* TASKS TO PERFORM:
A) Answer these questions from the fuel stocks update:
(i) At what time and on what day was the fuel company data collected?
(ii) How many ships carrying fuel were inside New Zealand's exclusive economic zone?
(iii) From what figure to what figure did diesel on the water drop?
B) Can you reproduce the fuel stocks update between "Total petrol stocks" and "declining for weeks.", inclusive, substituting "aviation fuel" for "jet fuel" each time it appears?

New Zealand's in-country fuel reserves have surged to some of their highest levels since the Middle East crisis began, but the pipeline of fuel on the water is thinning.
The country's fuel reserves have increased across all three fuel types, with stocks of more than 52 days of petrol, 46 days of diesel and 49 days of jet fuel.
The Ministry of Business, Innovation and Employment published its latest fuel stocks update today, drawing on data collected from fuel companies as at 11.59pm on Sunday.
Total petrol stocks sat at 52.8 days of cover, up from 51.8 days in the previous update.
Diesel rose to 46.1 days from 41.3, and jet fuel climbed to 49.1 days from 45.7.
In-country stocks were at their highest levels in weeks, with 36.4 days of petrol, 27.5 days of diesel and 31.8 days of jet fuel held onshore.
Ten ships were carrying fuel to New Zealand, with four inside the country's exclusive economic zone and six more on the way — meaning they were up to three weeks away.
But the overall fuel sitting on ships on the water has been declining for weeks.
Total on-water petrol stocks have fallen from a peak of 34.7 days in early April to 16.5 days. Diesel on the water dropped from 34.0 to 18.7 days over the same period, and jet fuel from 25.6 to 17.3.

Box annotations for photos:
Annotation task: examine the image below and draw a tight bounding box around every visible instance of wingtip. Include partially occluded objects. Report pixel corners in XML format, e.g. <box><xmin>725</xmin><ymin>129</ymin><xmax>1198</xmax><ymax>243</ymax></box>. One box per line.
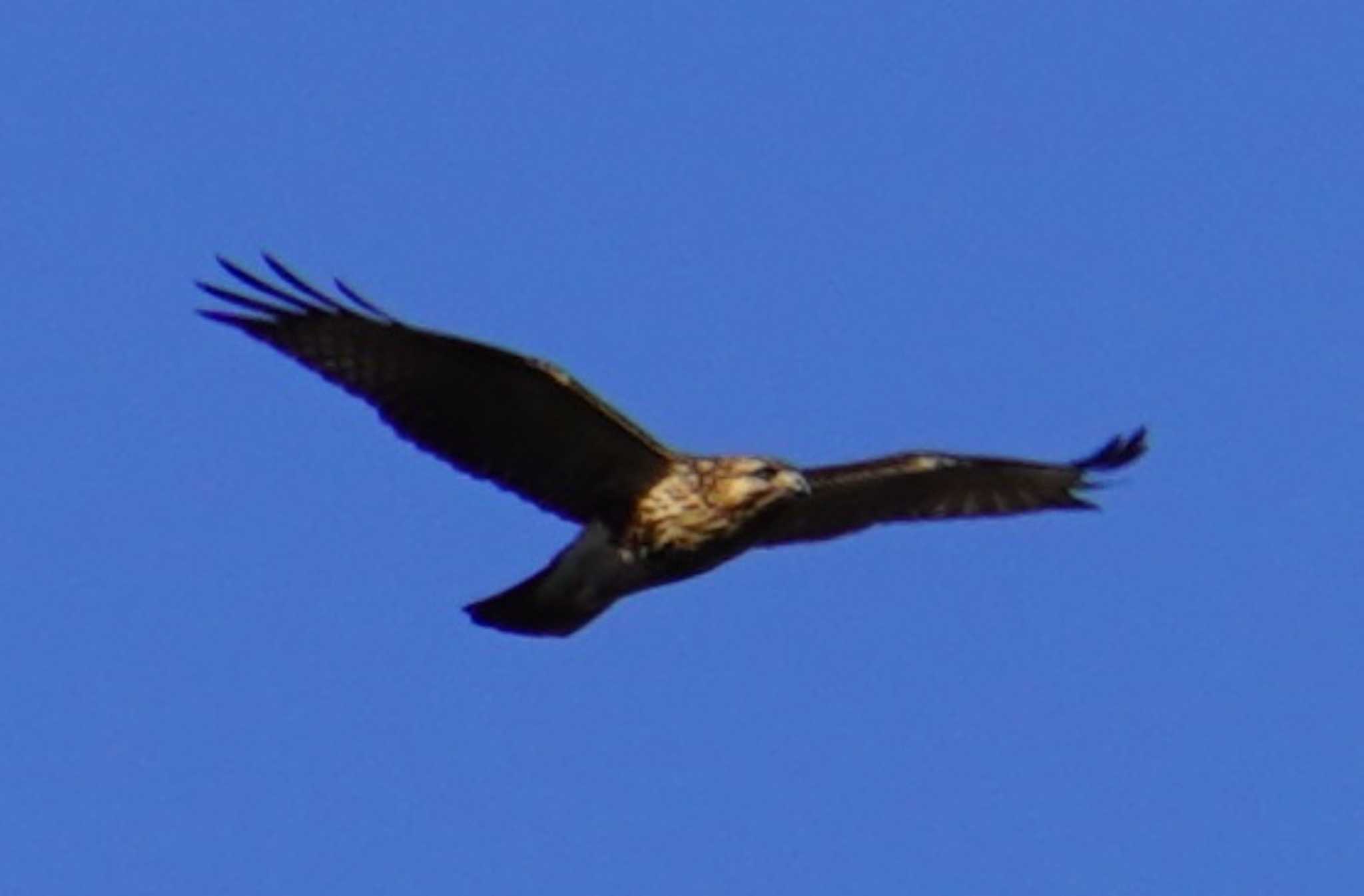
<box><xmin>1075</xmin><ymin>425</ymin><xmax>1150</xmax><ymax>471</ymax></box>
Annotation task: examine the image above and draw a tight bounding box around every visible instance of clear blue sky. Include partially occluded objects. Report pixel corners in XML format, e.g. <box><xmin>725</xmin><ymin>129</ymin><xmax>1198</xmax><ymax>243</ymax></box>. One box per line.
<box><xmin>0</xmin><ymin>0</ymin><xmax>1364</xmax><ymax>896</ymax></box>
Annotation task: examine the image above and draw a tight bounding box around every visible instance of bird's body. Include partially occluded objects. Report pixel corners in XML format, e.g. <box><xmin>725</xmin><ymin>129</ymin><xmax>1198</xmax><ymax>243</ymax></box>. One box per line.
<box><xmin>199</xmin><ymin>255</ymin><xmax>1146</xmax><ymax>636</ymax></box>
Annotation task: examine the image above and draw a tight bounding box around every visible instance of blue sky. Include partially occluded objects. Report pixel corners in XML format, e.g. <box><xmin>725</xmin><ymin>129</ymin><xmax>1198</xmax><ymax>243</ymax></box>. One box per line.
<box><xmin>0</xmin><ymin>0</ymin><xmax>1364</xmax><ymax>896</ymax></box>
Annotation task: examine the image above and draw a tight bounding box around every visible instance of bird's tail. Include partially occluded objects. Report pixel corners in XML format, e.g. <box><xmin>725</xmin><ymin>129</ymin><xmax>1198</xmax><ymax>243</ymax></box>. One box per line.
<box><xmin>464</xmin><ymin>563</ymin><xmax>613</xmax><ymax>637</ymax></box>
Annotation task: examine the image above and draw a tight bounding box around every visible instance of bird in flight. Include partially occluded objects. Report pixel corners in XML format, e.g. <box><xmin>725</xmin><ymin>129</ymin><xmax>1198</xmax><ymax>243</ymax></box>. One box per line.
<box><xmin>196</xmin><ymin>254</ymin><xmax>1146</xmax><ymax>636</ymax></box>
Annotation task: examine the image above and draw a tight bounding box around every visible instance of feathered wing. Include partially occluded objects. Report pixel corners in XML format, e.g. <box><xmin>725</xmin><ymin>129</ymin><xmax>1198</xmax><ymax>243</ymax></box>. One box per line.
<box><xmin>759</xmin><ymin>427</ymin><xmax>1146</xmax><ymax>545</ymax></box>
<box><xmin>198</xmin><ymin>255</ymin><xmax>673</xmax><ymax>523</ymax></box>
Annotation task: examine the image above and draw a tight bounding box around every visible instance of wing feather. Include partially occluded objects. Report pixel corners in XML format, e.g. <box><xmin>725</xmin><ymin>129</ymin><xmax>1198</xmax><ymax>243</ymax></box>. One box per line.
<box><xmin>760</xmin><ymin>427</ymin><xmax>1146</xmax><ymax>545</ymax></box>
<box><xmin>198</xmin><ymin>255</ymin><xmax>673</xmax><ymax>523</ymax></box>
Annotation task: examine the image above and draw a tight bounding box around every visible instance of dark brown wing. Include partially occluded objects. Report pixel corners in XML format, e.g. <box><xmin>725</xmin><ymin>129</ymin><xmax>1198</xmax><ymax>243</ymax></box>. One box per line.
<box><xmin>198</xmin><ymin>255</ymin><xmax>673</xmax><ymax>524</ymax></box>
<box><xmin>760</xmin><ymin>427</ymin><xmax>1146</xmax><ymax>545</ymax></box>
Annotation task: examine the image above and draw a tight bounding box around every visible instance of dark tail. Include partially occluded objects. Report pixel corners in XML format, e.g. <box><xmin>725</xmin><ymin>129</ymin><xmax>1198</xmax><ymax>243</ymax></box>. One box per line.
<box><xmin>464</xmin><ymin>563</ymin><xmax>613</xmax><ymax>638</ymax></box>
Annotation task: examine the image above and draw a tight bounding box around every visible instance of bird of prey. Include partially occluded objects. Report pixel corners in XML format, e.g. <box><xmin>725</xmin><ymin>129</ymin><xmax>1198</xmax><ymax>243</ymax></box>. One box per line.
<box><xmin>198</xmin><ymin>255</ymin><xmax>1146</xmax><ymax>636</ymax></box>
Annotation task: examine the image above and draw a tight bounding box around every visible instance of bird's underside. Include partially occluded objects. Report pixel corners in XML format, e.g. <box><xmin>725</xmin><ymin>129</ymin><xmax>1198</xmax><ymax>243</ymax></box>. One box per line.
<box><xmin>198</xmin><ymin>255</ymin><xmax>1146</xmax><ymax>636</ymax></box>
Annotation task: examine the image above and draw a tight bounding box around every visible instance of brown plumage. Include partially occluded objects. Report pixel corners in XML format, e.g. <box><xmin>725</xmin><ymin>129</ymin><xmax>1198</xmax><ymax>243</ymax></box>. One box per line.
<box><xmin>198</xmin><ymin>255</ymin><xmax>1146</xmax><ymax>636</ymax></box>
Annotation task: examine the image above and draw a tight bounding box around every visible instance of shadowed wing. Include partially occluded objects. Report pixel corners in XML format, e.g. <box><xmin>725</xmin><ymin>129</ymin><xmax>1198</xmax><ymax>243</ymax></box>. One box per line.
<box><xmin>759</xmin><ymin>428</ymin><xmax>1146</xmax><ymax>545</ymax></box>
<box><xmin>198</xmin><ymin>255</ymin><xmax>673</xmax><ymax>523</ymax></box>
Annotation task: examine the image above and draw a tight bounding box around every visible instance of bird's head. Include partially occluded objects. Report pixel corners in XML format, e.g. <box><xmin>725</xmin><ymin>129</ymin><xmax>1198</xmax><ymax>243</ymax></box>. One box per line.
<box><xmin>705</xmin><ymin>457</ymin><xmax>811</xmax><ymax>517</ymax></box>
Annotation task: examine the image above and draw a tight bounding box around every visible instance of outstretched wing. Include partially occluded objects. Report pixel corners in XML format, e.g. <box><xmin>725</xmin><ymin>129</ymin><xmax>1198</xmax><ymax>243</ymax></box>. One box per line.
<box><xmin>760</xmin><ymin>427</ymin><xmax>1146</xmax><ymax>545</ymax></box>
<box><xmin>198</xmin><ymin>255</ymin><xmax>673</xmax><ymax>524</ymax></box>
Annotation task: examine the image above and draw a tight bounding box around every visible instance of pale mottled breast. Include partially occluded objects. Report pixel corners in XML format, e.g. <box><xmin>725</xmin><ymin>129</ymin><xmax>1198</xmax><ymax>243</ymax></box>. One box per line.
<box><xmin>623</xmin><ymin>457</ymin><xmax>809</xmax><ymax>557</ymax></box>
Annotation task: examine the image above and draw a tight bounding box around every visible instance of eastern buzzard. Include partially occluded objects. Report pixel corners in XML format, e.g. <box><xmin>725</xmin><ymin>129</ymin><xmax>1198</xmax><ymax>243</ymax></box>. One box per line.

* WRITTEN RESPONSES:
A)
(i) 11.59pm on Sunday
(ii) Four
(iii) From 34.0 days to 18.7 days

B)
Total petrol stocks sat at 52.8 days of cover, up from 51.8 days in the previous update.
Diesel rose to 46.1 days from 41.3, and aviation fuel climbed to 49.1 days from 45.7.
In-country stocks were at their highest levels in weeks, with 36.4 days of petrol, 27.5 days of diesel and 31.8 days of aviation fuel held onshore.
Ten ships were carrying fuel to New Zealand, with four inside the country's exclusive economic zone and six more on the way — meaning they were up to three weeks away.
But the overall fuel sitting on ships on the water has been declining for weeks.